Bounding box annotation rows
-- start --
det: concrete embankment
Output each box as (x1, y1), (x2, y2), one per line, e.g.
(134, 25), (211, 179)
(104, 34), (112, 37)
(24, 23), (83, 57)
-- end --
• [PROBLEM DESCRIPTION]:
State how many lines in the rows above contain the word "Output", giving only the number.

• [TASK RESULT]:
1